Render the material below as a two-column CSV with the headers request and answer, one row per entry, putting its text and its answer each in a single quoted field with line breaks replaced by spaces. Leave the pictures out.

**Location identification entries**:

━━━

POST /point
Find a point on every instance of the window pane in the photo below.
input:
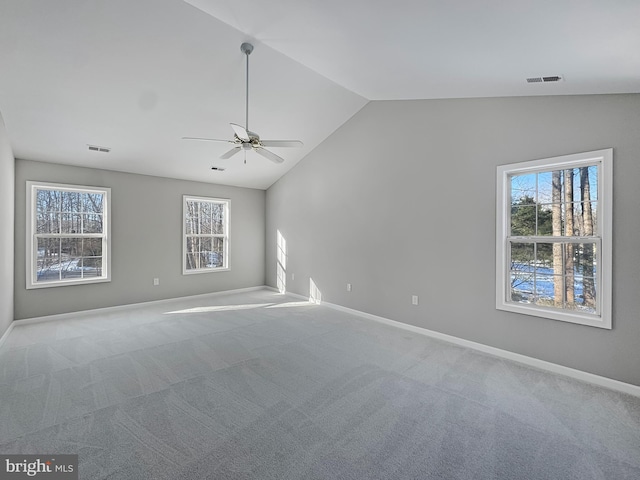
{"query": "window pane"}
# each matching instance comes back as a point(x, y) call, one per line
point(523, 220)
point(48, 260)
point(549, 289)
point(191, 263)
point(550, 187)
point(522, 272)
point(48, 223)
point(92, 247)
point(192, 225)
point(48, 201)
point(206, 244)
point(92, 223)
point(92, 202)
point(71, 202)
point(523, 189)
point(205, 217)
point(587, 220)
point(585, 294)
point(218, 218)
point(91, 267)
point(70, 223)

━━━

**Correct result**:
request,answer
"POST /point Find a point on every instance of the window pane in the photo below. input: {""query"": ""window pane""} # each matching instance comes back as a point(x, y) call, one per line","point(523, 220) point(48, 260) point(549, 289) point(191, 263) point(550, 187) point(522, 272) point(48, 223) point(92, 247) point(192, 225) point(48, 201) point(206, 244) point(92, 223) point(92, 202) point(71, 202) point(523, 189) point(205, 217) point(587, 220) point(585, 294) point(218, 218) point(91, 267) point(70, 223)"